--- start Page extract ---

# Anybody try Ti-springs.com for a titanium spring? (x-post from Shocks and Suspension)



## whoda*huck (Feb 12, 2005)

Are they a stand-up company? They have a pretty good deal for pre-orders shipping early May ($166 with free shipping), but I'm wondering if anyone's tried one and if their 36.5mm I.D. spring fits a DHX rc4 w/o spacers or adapters like I needed for the Obtanium spring on my Pushed DHX 5 that's on another bike.


----------



## Pau11y (Oct 15, 2004)

I bought two sets of their linear thrust bearings for a CCDB on a Jedi and an X-Fusion Vector coil on a Tallboy LTc. Scout (their CS guy) was pretty responsive via their web Contact Us page. The only thing I'm not liking is they don't send w/ a service that lets you tracks your package. Shipping took about 2 weeks. I didn't have any "bumps" in buying from them (I'm in Colorado). When/if time comes to get a spring, I'd prob go thru them for a Ti. I asked about how accurate their ratings were and Scout told me within 5%, but typically 1.6%. I think they're winding their own, or have a direct line to a fab plant that can do that. From what I'm seeing, they're offering the 1.43 ID (Cane Creek) and the 1.5 ID (Avy)...and the adapter to reduce the 1.5 to 1.43...? 

Anyway, hope this helps.


----------



## whoda*huck (Feb 12, 2005)

Thanks, yes they have a 1.5 for rockshox/Avalanche and the 1.43 for the CC/Fox but not the spring rate I'm looking for in stock. Sounds like a killer deal...400 x 3 for $166 w/free shipping if you pre pay for a May delivery. They have colored ti springs for around $80 more.


----------



## StiHacka (Feb 2, 2012)

I ordered a spring from them last year. The wait is painful but the product is good. The weight difference between a steel 400x2.8 and a Ti 425x2.8 was not that big though.

--- end Page extract ---

◆ Exercise directions
In the titanium spring thread, why does whoda*huck call the Ti-springs.com pre-order offer a killer deal?

--- start Dataset content ---

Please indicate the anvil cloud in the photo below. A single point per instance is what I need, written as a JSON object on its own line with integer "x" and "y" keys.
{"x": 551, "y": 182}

--- end Dataset content ---

◆ The result
Prepaying for a May delivery gets a 400 x 3 titanium spring for $166 with free shipping.